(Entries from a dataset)
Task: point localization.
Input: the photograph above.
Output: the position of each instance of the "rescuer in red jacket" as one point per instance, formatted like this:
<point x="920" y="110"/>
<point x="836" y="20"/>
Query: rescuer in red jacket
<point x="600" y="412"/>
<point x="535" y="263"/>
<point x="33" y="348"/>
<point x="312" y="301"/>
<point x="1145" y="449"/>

▸ Brief
Reproduce every entry above line for line, without changing anything.

▸ Result of the task
Task: point localization.
Input: the photograph above.
Output: the position of each instance of the "rescuer in red jacket" as one point per instance, formatted like this:
<point x="920" y="110"/>
<point x="836" y="20"/>
Query: rescuer in red jacket
<point x="600" y="412"/>
<point x="535" y="263"/>
<point x="33" y="348"/>
<point x="312" y="301"/>
<point x="1145" y="449"/>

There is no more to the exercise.